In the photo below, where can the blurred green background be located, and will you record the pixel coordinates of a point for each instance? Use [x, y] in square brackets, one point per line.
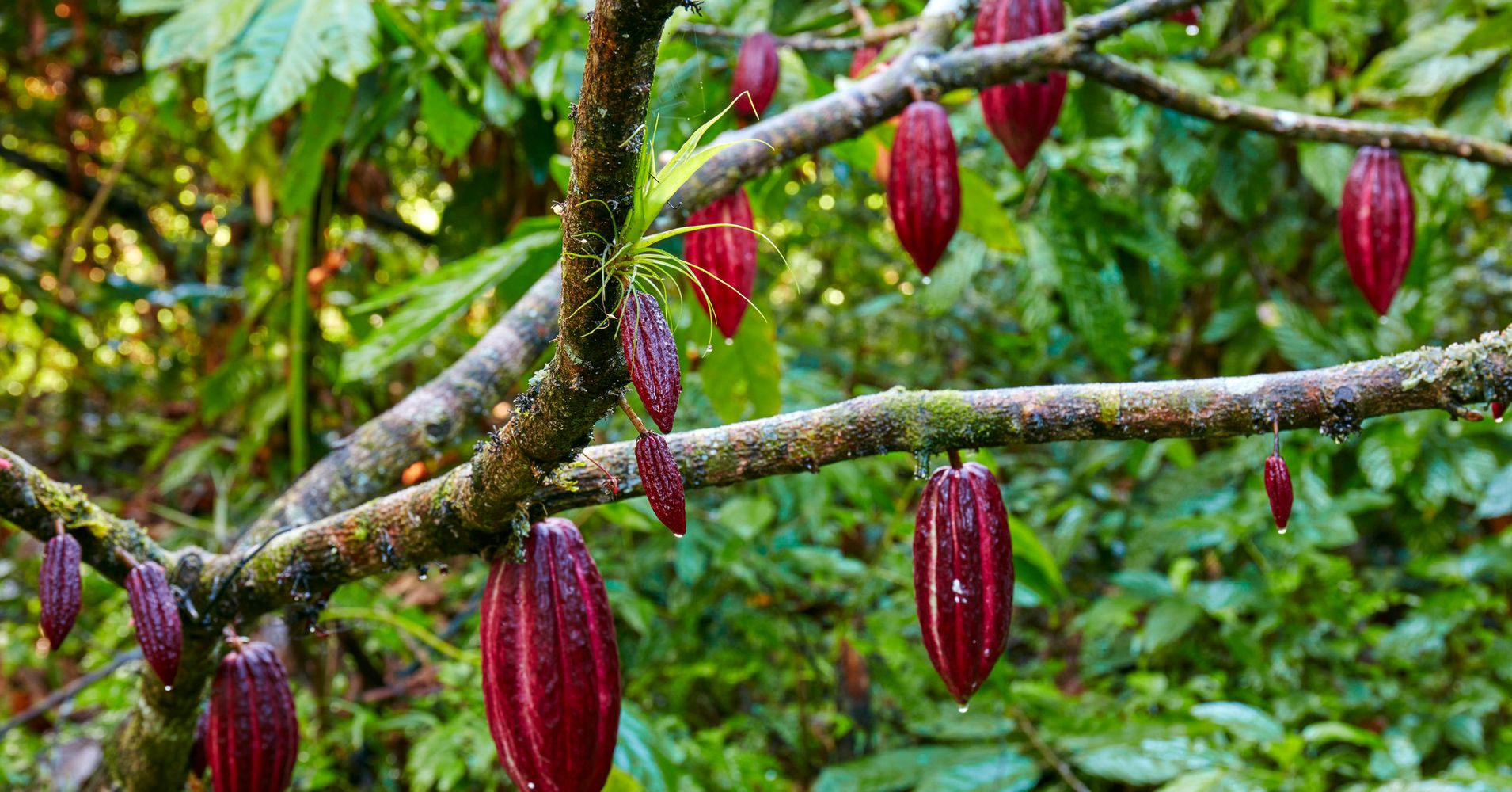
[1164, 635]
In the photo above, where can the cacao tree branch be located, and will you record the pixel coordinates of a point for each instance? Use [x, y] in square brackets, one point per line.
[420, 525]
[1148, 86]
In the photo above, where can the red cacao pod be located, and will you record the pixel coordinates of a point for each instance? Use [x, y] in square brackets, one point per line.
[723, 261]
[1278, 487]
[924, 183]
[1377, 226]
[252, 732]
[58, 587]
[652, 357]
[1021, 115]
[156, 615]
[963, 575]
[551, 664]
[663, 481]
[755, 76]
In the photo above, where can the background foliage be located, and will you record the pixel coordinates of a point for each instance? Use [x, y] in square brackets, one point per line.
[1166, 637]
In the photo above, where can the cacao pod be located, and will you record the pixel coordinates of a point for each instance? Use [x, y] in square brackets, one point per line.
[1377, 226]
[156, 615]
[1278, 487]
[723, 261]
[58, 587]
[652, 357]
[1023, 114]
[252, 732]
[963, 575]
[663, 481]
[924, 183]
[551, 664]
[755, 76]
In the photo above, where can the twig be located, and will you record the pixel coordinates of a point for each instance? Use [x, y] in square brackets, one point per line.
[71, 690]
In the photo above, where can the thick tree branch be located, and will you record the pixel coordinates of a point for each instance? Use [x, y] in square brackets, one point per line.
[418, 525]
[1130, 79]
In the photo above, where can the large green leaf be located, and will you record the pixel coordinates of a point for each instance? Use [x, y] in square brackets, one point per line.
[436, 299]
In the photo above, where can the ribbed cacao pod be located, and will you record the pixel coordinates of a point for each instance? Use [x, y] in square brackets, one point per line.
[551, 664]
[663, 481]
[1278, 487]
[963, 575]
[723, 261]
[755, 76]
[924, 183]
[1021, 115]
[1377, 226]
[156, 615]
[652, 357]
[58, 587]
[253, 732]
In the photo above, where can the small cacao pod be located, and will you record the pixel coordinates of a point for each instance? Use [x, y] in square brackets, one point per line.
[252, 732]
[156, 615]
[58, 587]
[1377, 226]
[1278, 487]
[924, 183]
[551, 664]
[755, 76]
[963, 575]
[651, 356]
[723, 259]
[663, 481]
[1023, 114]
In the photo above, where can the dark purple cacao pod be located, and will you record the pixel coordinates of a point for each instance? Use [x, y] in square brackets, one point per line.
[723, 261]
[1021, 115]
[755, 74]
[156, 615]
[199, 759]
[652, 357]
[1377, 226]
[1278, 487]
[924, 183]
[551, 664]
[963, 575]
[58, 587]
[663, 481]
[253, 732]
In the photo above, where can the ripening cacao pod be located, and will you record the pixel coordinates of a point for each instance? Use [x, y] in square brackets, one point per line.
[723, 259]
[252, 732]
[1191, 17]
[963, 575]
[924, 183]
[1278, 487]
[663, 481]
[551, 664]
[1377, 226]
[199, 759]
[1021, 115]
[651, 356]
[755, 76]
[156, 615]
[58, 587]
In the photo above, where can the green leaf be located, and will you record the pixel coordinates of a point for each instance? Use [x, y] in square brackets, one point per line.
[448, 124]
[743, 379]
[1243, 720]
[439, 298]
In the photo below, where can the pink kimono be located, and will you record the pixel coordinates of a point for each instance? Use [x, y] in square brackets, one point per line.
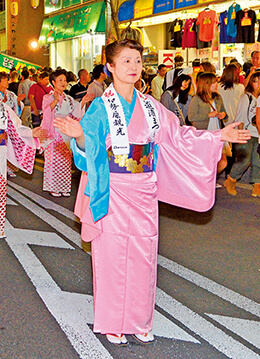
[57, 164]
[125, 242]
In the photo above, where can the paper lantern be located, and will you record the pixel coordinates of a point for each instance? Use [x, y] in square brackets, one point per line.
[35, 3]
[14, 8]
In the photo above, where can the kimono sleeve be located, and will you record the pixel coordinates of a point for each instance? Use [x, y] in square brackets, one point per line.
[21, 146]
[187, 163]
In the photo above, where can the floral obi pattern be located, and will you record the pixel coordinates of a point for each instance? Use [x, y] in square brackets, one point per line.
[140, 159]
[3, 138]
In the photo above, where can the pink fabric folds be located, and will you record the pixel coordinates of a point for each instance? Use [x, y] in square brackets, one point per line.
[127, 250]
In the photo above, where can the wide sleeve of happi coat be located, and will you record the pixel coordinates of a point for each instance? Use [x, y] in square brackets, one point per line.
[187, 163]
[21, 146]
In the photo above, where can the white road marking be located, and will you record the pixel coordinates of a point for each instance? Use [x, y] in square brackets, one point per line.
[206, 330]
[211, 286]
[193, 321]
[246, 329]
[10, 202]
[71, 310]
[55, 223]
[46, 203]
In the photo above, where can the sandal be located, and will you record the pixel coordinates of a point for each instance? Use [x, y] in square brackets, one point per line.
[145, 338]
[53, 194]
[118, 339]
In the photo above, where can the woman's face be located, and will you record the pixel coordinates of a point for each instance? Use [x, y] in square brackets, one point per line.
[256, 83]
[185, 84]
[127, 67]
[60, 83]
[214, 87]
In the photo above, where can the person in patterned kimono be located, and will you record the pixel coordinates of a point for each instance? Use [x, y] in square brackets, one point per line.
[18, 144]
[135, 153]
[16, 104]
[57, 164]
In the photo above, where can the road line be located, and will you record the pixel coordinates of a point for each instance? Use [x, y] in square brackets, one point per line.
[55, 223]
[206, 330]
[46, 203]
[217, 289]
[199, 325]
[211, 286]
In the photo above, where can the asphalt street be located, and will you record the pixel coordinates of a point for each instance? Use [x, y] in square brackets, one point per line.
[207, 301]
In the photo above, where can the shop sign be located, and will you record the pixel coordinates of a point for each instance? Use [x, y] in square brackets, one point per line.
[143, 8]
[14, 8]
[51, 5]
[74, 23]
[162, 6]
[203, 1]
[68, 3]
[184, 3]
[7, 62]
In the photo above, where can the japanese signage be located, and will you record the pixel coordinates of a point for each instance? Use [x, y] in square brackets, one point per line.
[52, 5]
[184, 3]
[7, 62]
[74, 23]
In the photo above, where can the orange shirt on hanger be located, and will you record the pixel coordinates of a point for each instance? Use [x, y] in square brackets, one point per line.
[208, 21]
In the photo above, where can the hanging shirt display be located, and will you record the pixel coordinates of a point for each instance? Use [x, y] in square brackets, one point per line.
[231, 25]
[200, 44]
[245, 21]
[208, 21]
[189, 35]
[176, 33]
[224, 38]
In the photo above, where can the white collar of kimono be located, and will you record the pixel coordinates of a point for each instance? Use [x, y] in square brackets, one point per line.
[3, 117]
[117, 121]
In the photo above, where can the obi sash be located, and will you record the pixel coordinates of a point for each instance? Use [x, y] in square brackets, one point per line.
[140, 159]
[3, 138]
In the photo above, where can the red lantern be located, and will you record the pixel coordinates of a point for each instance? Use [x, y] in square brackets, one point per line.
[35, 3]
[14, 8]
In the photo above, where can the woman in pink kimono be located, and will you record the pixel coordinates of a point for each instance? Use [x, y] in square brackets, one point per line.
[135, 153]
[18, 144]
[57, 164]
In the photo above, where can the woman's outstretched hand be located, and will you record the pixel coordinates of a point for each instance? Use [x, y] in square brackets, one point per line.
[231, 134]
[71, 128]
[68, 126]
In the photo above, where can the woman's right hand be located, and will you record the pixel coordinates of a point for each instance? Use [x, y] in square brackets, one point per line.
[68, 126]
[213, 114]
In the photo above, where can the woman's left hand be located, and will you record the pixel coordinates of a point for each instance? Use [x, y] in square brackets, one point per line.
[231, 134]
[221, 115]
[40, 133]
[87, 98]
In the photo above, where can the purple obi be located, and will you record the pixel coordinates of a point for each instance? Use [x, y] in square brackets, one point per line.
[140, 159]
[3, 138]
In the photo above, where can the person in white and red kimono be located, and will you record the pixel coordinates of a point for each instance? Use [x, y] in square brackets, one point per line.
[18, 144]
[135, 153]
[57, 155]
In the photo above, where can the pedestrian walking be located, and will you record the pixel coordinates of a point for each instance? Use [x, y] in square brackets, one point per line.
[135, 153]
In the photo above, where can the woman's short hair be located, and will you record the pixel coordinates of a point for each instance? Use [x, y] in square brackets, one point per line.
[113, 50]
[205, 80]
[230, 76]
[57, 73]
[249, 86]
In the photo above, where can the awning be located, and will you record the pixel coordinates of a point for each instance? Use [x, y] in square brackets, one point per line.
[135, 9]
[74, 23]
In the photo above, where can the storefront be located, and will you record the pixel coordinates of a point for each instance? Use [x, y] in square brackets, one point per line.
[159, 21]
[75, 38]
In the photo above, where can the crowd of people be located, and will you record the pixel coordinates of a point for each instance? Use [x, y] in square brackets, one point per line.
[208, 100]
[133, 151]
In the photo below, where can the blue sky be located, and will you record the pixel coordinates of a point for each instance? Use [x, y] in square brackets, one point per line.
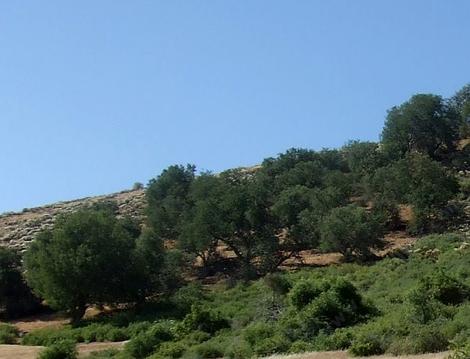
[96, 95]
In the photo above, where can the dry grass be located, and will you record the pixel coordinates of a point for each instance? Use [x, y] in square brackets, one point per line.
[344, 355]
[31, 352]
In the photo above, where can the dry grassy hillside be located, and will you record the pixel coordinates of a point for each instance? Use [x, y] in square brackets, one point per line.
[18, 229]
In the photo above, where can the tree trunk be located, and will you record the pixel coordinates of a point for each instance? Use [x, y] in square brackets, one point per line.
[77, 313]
########################################
Activity:
What you return should be only the lines from the line containing "In the photo above, where can the tree" through the end of the material above, reproduced exactly, first and last included.

Written response:
In the photo above, where can the tree trunk be located, and will you record the pixel coordinates of a point for each instance? Use [x, y] in square brackets, one point per line.
[77, 313]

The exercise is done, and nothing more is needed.